▶ [TASK DIRECTIONS] Quote the listing below in its entirety, omitting every image.

▶ [DATASET ROWS]

--- Start ---

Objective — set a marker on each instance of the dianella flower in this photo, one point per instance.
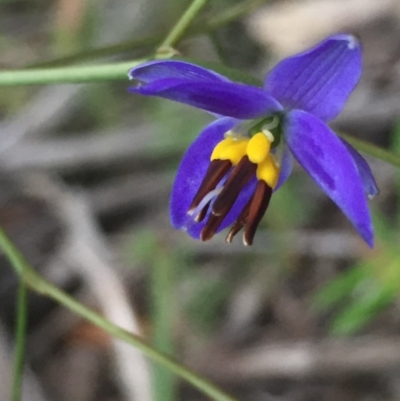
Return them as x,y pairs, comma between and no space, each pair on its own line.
230,171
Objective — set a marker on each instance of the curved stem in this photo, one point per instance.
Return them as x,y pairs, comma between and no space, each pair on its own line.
76,74
205,25
19,338
43,287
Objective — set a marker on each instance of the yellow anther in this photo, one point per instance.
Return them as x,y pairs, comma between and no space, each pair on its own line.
268,171
230,149
258,148
220,147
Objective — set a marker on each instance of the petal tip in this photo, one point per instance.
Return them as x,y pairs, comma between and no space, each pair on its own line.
352,40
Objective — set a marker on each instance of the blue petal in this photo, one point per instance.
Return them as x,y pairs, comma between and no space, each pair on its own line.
198,87
156,70
326,159
368,180
286,165
190,174
319,80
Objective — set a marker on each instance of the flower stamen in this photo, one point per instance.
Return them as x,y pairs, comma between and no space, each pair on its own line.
250,158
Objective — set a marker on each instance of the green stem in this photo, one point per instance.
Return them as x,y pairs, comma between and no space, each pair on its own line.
183,24
77,74
204,26
372,150
43,287
20,331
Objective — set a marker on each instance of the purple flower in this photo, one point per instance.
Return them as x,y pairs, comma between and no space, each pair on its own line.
228,174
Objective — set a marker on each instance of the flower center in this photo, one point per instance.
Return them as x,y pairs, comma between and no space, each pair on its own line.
239,159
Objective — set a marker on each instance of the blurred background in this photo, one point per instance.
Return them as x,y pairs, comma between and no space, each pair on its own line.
307,313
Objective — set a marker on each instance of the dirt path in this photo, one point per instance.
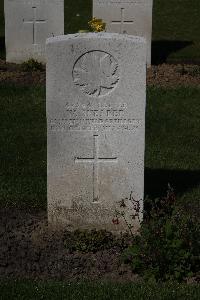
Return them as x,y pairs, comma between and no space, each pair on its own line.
29,250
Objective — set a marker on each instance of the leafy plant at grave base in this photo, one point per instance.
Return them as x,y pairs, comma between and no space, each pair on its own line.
169,242
97,25
121,213
32,65
92,241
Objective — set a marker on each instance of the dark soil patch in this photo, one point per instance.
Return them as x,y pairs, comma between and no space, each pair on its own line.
28,249
15,74
161,75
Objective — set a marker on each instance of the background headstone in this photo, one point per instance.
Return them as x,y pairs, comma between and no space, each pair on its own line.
133,17
28,23
96,94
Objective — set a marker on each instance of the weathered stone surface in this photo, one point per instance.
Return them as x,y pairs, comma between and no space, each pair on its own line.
133,17
96,126
28,23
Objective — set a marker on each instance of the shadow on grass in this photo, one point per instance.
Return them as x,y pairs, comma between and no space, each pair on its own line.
2,48
156,181
162,49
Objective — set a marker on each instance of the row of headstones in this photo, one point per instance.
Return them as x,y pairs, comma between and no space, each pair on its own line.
28,23
96,94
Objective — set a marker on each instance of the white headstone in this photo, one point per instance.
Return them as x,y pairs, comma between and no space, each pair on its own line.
96,127
28,23
133,17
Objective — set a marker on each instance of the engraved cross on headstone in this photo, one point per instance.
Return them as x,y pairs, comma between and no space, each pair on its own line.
34,22
122,22
95,160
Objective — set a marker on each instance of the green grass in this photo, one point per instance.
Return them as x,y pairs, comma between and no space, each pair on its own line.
23,146
172,144
22,290
175,27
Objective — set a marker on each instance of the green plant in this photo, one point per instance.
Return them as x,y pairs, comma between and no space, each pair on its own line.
168,245
32,65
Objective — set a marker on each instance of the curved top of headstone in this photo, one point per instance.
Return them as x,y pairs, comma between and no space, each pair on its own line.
93,36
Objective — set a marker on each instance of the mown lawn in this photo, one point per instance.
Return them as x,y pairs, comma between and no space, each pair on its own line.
172,144
28,290
175,27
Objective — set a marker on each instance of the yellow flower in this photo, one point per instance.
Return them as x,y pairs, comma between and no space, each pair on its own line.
97,25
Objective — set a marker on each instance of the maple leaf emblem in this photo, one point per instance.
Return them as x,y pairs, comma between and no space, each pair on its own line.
96,73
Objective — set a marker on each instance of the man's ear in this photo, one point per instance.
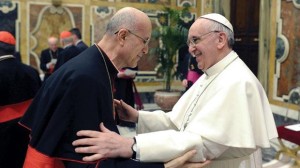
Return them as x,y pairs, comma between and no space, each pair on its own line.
121,35
222,40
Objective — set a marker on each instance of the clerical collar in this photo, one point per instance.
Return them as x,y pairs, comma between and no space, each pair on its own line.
110,65
219,66
68,45
4,57
78,41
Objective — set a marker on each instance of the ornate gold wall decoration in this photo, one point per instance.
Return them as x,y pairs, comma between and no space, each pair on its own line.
285,58
47,20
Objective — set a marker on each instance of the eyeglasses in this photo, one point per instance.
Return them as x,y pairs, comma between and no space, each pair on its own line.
145,41
195,40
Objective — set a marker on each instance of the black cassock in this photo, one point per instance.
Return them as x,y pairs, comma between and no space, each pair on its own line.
75,97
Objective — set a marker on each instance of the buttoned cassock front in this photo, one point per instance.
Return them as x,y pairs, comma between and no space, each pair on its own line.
225,115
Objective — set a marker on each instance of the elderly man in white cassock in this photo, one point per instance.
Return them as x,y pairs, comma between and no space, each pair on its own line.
225,115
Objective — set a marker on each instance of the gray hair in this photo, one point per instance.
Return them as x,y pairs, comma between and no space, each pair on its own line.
121,20
67,40
220,27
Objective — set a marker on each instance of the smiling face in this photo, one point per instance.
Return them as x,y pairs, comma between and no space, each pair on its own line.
205,43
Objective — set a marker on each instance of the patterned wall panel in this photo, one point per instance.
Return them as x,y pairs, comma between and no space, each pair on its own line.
147,65
166,2
9,14
286,74
46,20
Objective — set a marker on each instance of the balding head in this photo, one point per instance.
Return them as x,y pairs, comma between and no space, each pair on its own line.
129,18
52,43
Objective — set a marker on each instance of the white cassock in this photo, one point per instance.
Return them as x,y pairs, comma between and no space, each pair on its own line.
225,115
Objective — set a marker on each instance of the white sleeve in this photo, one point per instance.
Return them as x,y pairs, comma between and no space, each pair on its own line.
154,121
164,146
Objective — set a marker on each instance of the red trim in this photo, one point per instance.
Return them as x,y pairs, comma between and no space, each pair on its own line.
35,159
13,111
24,126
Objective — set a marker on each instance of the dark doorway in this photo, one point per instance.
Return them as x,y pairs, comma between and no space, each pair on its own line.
245,21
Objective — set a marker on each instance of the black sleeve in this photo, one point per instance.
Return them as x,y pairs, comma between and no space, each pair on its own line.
127,163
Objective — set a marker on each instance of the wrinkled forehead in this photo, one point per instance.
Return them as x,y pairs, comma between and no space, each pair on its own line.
199,27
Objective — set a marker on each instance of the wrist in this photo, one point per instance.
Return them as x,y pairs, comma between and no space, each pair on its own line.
134,148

--- End ---

▶ [WRITTEN RESPONSE]
Objective — set a marker on each instance of the dianella flower in this photo, one point per instance.
Return them as x,y pairs, comma between and no space, each pair on its own line.
230,171
Objective — set a marker on each instance of the curved stem in this photo, one point per instance.
Return them as x,y pairs, comma between and no space, each pair on its own line.
76,74
205,25
19,338
43,287
Objective — set a marker on each instance of the yellow anther in this photo, one point per instance.
Return them as x,y pairs, comma between and no space, each pair on its own line.
268,171
230,149
258,148
220,147
Objective — set a marker on each instance of the petal tip in this photo, one point per instance.
Return them as x,y pairs, comma between and no space, each pair on its own line.
352,40
Objective — set a marker on each instance of the blue petal in this photo, one point per instance.
Return them as x,y pairs, comma between and no space, each pair on its own line.
198,87
156,70
326,159
368,180
286,165
190,174
319,80
Objective — set a marker on each instance of the flower stamen in this photo, one point per instance.
Return them as x,y pairs, comma between and no space, each pair on its own line.
250,158
Objective — set a marker on each instance of the green stem in this photo, one point per instance.
Return them as x,y pairs, comma between and no space, each pair on its own line.
183,24
77,74
204,26
372,150
43,287
20,331
Objective — set a marker on each instance of the purple flower in this photo, one point per instance.
Return them as x,y pairs, comma between and no space, each pair on its own line.
228,174
Objective — set a marker on each instance of the flower center in this photo, one point per instance.
Return them as x,y pairs, comma between and no space, each pair on its own line.
239,159
Objective — set a marker on each instance of the blurred background in this photo, one point per instance.
Return them as x,y pairs, comma between and no space, each pair on its own line.
307,313
Objective — set a marker on each instance of the dirt path in this photo, one point per instance.
Return them as x,y pairs, comma between and no space, each pair on its own line.
29,250
Objective — set a marker on each instance of the leafy plant at grave base in this photo, one point per instance.
Return them as x,y pairs, comma between and no space, each pair on its own line.
169,242
97,25
121,213
32,65
92,241
Objective — set a marker on each instance of the dark soil patch in this photo, one point per instance.
Return them as x,y pairs, comma between and no space, each pair on its own line.
28,249
15,74
161,75
Objective — set a marker on each instance of the background headstone in this photo, one point per instance.
Return them as x,y pairs, comma between and no space, each pair on its own line.
133,17
28,23
96,94
Objective — set a marker on each instance of the weathered stone surface in this photo, one point per instance.
Return them as x,y pairs, comma between and no space, each pair on its own line.
133,17
96,126
28,23
Objective — set a marker on each instance of the shadow on grass in this photo, one point per instance.
Return them as x,y pairs, comma between and no space, each pair on its own line.
2,48
156,181
162,49
Objective — set a marker on each instance of the row of headstones in this photo, one point per instance.
Return them as x,y pairs, comma between and no space, each pair on its own line.
28,23
96,94
Objective — set a marker on each instance of the white headstone in this photo, one point per instance.
Return them as x,y pairs, comma between and no space, each pair on its own line.
96,127
28,23
133,17
Objective — set a marker on each instance of the engraved cross on headstone in this photo, one point per instance.
Return them as x,y pairs, comma between and no space, each pair on its own line.
34,22
122,22
95,160
Objective — set a marker on each instance of the green grass in this photo, one point per instance.
Return them as x,y pairs, comma between and no space, each pair on its own line.
23,146
172,144
22,290
175,27
Objective — set a marker on each instance of the green plant in this photo, one point per instance.
Return them as x,y pairs, comma between and no space, each pair on its own line.
168,245
32,65
Objective — set a marker on each instance of the curved top of headstone in this photo, one point per instance.
Return them as x,y pairs, comma between and no space, each pair on its own line.
93,36
Objective — set a marker on each instance of the mown lawn in this photo, one point per instance.
Return them as x,y pairs, comma between and no space, each pair on its own line.
172,144
28,290
175,27
Objective — set a marker on each instance of the yellow flower in this photo, one point per instance.
Return them as x,y pairs, comma between and no space, each pair on its own line.
97,25
Objective — set a marker on each instance of the maple leaf emblem in this photo, one point per instance.
Return them as x,y pairs, comma between and no space, each pair on its own line.
96,73
Objective — set a marker on each instance of the man's ear in this photo, one point per instance.
Return them as x,y pairs, comma between and no space, each pair on its own line.
121,35
222,40
Objective — set a marker on each instance of the clerical collar in this photo, one point per instance.
Return them as x,y pairs, comma between and no space, each pair on its own line.
110,65
219,66
68,45
4,57
78,41
Objective — set a marker on each instance of the ornate gold wall decoration in this photo, one point per instance.
Return them as x,y pairs, comma between and no space, each pair on its own line.
285,58
47,20
Objective — set a marker on each instance of the eyeglasses in this photo, one point per instance.
Return them as x,y pairs, comma between and no space, each pair on its own line.
145,41
195,40
Objective — set a marker on each instance of the black cassock in this photo, one point per instance.
Return them as x,y pairs, comma between and no space, each pair on its own line.
75,97
Objective — set a marker on each instance of the buttoned cassock front in this photo, one point per instance.
Return them as x,y pairs, comma between and no space, each pair on its own line.
225,115
Objective — set a marker on each instance of the elderly man in white cassock in this photo, one point per instance.
Return them as x,y pairs, comma between and no space, each pair on its own line.
225,115
Objective — set a marker on each instance of the gray hair in this photo, one point per instance.
Return them as x,y pairs, comma between and no space, each pair on its own line.
121,20
67,40
220,27
Objective — set a marker on each instance of the smiling face in this photo, one point per instance.
Return them as x,y pairs, comma between and no space, each pair on its own line.
205,43
Objective — set a marker on each instance of the patterned wall panel in this photo, one point per instance.
Return them as x,y pairs, comma between and no space, each pair on its own line.
147,65
166,2
9,14
286,74
46,20
Objective — set a marker on each instance of the balding head in this photo, one point per instance.
Return them as x,y pairs, comma between and no space, each pair on its own line.
129,18
52,43
Objective — set a marker on each instance of the white cassock in this photo, one point per instance.
Return them as x,y pairs, comma between and no space, each pair on its own line.
225,115
Objective — set a marker on each instance of the white sleeve in this photo, one point per instance.
Return them as x,y pairs, comma between and no space, each pair on its own line.
154,121
164,146
Objective — set a marker on each instance of the red trim in this photo, one point per instance.
Return them as x,y pairs, comma between and no space, each pair on its own line.
35,159
13,111
24,126
Objective — set a marker on each instance of the dark doorway in this photo, one point per instance.
Return them as x,y pairs, comma between and no space, each pair on its own line.
245,21
Objective — set a marker on each instance of the black sleeve in this photo, one point per instance.
Return them as x,y pairs, comma between and no space, each pair on its own line.
127,163
Objective — set a marker on each instance of the wrinkled forehead in this photo, one point per instance.
Return them as x,y pairs, comma between and no space, each pair on its own line.
199,27
Objective — set a marker on each instance of the wrist in this photo, one point per instance.
Return them as x,y pairs, comma between and no space, each pair on its own line.
134,148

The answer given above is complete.